(Dataset entries showing where objects appear)
:::
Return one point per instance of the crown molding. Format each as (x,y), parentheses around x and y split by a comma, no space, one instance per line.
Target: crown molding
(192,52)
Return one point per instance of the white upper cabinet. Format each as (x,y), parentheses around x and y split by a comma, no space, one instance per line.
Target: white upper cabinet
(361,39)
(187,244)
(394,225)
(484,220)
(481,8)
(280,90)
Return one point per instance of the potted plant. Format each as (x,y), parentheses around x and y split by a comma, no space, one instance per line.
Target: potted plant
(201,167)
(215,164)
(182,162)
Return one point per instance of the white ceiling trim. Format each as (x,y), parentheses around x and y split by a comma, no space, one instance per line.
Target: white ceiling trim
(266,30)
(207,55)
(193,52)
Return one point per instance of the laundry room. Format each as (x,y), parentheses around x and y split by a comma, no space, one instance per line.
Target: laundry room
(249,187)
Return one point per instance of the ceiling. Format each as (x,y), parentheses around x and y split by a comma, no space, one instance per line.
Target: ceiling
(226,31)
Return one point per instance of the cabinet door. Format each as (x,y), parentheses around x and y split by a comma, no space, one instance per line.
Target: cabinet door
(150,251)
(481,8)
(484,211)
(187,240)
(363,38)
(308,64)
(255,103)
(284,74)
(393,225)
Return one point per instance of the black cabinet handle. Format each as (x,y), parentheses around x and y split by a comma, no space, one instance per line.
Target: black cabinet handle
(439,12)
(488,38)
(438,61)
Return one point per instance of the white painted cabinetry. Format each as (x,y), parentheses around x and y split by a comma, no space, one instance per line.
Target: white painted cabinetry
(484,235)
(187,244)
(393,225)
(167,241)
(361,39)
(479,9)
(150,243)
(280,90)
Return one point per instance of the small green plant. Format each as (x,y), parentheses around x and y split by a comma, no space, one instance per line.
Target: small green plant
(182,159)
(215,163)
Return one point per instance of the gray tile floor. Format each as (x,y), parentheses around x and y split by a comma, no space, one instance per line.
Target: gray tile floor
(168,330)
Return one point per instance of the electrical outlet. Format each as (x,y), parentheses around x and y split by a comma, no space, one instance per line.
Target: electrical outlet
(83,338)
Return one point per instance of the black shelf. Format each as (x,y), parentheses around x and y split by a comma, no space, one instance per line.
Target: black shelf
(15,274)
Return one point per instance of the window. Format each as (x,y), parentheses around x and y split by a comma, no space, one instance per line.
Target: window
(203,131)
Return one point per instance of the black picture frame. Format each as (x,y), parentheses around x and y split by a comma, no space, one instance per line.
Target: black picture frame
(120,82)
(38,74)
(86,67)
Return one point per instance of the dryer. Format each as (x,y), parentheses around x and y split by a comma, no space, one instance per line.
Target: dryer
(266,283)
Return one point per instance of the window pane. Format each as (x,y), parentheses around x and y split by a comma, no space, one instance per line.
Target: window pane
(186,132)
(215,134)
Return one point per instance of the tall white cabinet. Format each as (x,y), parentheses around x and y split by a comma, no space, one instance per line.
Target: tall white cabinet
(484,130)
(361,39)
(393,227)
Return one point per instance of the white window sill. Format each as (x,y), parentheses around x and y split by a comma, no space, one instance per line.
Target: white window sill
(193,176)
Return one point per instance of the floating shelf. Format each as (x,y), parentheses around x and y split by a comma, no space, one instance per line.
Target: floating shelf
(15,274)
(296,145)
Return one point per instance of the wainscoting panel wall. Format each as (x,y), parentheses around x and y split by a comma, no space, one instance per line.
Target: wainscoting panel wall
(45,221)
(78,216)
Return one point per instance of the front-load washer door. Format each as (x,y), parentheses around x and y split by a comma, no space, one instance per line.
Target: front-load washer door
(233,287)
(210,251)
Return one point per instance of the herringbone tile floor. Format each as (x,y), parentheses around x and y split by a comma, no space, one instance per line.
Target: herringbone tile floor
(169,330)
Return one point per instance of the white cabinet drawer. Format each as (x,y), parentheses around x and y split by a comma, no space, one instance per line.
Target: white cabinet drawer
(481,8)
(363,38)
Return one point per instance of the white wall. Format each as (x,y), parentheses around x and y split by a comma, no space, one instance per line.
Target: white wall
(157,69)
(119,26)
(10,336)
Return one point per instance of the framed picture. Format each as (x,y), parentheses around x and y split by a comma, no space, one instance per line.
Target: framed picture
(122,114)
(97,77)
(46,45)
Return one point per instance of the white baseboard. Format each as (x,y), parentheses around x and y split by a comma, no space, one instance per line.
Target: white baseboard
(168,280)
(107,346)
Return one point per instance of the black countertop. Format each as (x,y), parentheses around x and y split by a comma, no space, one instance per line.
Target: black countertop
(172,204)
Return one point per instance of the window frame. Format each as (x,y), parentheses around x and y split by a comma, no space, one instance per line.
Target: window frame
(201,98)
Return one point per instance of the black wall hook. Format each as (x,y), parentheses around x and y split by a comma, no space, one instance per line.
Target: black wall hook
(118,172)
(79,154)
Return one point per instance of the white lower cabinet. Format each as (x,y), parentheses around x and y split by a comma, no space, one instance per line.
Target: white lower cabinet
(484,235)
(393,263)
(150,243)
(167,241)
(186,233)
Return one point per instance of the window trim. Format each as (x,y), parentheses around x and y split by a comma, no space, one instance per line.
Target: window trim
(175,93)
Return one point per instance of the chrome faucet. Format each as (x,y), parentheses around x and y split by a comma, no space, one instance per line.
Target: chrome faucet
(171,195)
:::
## [WRITTEN EXERCISE]
Extract every line of the entries above and reproduce each one word for word, in the same order.

## [RESULT FOR THIS TASK]
Return one point per instance of the crown molding. Format each as (x,y), parentheses around x and y split by a comma, no space, one instance per line.
Target: crown molding
(192,52)
Return one point per instance of the white upper cabinet. Format each as (x,y), parentheses around x and y split by a comma, no space, one instance per line.
Target: white upper cabinet
(361,39)
(187,244)
(394,225)
(484,220)
(481,8)
(280,90)
Return one point per instance of the potted plant. Format each as (x,y), parentheses around x and y split by a comma, no space, one instance per line.
Target: potted plant
(201,167)
(215,164)
(182,162)
Return one point per instance of the white ceiling trim. Format each as (x,y), parentheses around x and y split by a comma, no space, one instance per line.
Target: white ceiling trim
(266,30)
(207,55)
(193,52)
Return one point per instance of the laundry room. Format each as (x,y), parentheses around x and y split by a comma, no space, one instance per line.
Target: laundry room
(249,187)
Return one point per instance of the ceiling. Format each as (x,y), parentheses around x and y split by a comma, no space, one instance per line.
Target: ceiling
(226,31)
Return one point per instance of the cabinet door. Format each as (x,y), parentheses around x and y split by a comma, no space, one instance per line.
Target: cabinet door
(150,251)
(481,8)
(484,211)
(187,240)
(363,38)
(308,64)
(255,103)
(284,74)
(393,225)
Return one point per instance of the black cabinet handle. Format each as (x,y), parentheses around x and y split by a comma, no space, one instance per line.
Target: black cabinet handle
(439,12)
(488,38)
(438,61)
Return one point per instance of the white painted cabinetry. Format each as (x,y), parentheses around x and y split by a comma, no space, one instance per line.
Target: white painted cabinetry
(484,235)
(187,244)
(393,225)
(167,241)
(361,39)
(479,9)
(150,243)
(280,90)
Return one point per instance of the small green plant. Format each as (x,y), parentheses around x and y split by a comma, no space, one instance per line.
Target: small green plant
(182,159)
(215,163)
Return one point per instance of the gray tile floor. Format each as (x,y), parentheses around x and y split by a comma, no space, one instance per line.
Target: gray tile floor
(168,330)
Return one point per instance of the electrical outlet. Format each as (x,y), parentheses around x and y split by a comma, no space, one instance per line.
Target: electrical outlet
(83,338)
Return one point per instance of the black shelf. Format each as (x,y), parentheses around x and y split by a comma, no space, one instance per line.
Target: black shelf
(15,274)
Return one point per instance of the window. Format each as (x,y), parentheses around x and y split by a comma, no space, one instance per line.
Target: window
(203,131)
Return one point per instance of the black picture frame. Format each as (x,y), parentheses around x and y split by a comma, no space, one instance per line.
Target: black picture frame
(120,82)
(38,74)
(86,67)
Return one point per instance of the dryer. Format each as (x,y), parentheses around x and y split by a comma, no space, one instance per line.
Target: dryer
(266,283)
Return one point per instance of the window pane. Format each as (x,y), parentheses around x and y split by a comma, no space, one instance per line.
Target: window pane
(186,132)
(215,134)
Return one point per instance of the tall white cabinet. Format each as (x,y), parentheses around x and y split by a comma, no space, one instance per line.
Target: tall white cabinet
(484,130)
(361,39)
(393,227)
Return one point per instance of the white window sill. Format each as (x,y), parentheses around x and y split by a comma, no space, one instance per line.
Target: white window sill
(193,176)
Return one point per instance of the floating shelf. Format each as (x,y), parentheses around x and y split by a comma, no space, one instance per line.
Target: floating shelf
(15,274)
(296,145)
Return one point per instance of the wainscoting panel wall. Format each as (x,y), parentheses around x and y split by a comma, no space, one instance per line.
Target: wainscoting panel wall
(45,221)
(78,216)
Return one point per instance of the front-load washer door. Format each as (x,y), parentheses around x and y split by a comma, no space, one instance per line.
Target: front-load washer door
(233,287)
(210,251)
Return one point per instance of the herringbone tile floor. Format each as (x,y), parentheses around x and y split by a comma, no space, one instance per line.
Target: herringbone tile floor
(169,330)
Return one point per instance of the white cabinet drawer. Format each as (x,y), parentheses around x and y split by a comma, no space, one instance per line.
Target: white cabinet drawer
(481,8)
(363,38)
Return one point per instance of the white wall. Format each as (x,y), parentheses around x and y split by a comma, no space, one instance per line.
Target: white wall
(157,69)
(119,26)
(10,336)
Return one point per instance of the framed picture. Format each as (x,y), parentheses around x and y split by a comma, no space, one instance per line.
Target: framed picture
(122,114)
(97,77)
(46,45)
Return one point per instance of the white baseboard. Format each as (x,y), parentheses around x and y split by a comma, no space, one instance per line.
Target: white baseboard
(168,280)
(107,346)
Return one point per instance of the black countertop. Format each as (x,y), parentheses around x and y split by a comma, no space, one instance per line.
Target: black countertop
(172,204)
Return one point per instance of the window frame. Format each as (x,y), parentheses around x and y split by a comma, no space, one instance per line.
Target: window frame
(201,98)
Return one point per instance of the black wall hook. Format each as (x,y), parentheses around x and y split by a comma, no space, one instance per line.
Target: black wall hook
(118,172)
(79,154)
Return one point per instance of the white lower cabinet. Format each as (x,y), parentheses around x and y split by a comma, no space, one instance per line.
Target: white lower cabinet
(484,235)
(393,263)
(150,243)
(167,241)
(186,233)
Return one point per instance of the window trim. Format each as (x,y), parentheses around x and y split by a comma, no space, one instance per line.
Target: window trim
(175,93)
Return one point per instance of the chrome faucet. Format each as (x,y), parentheses around x and y split by a comma, no space, one instance per line.
Target: chrome faucet
(171,195)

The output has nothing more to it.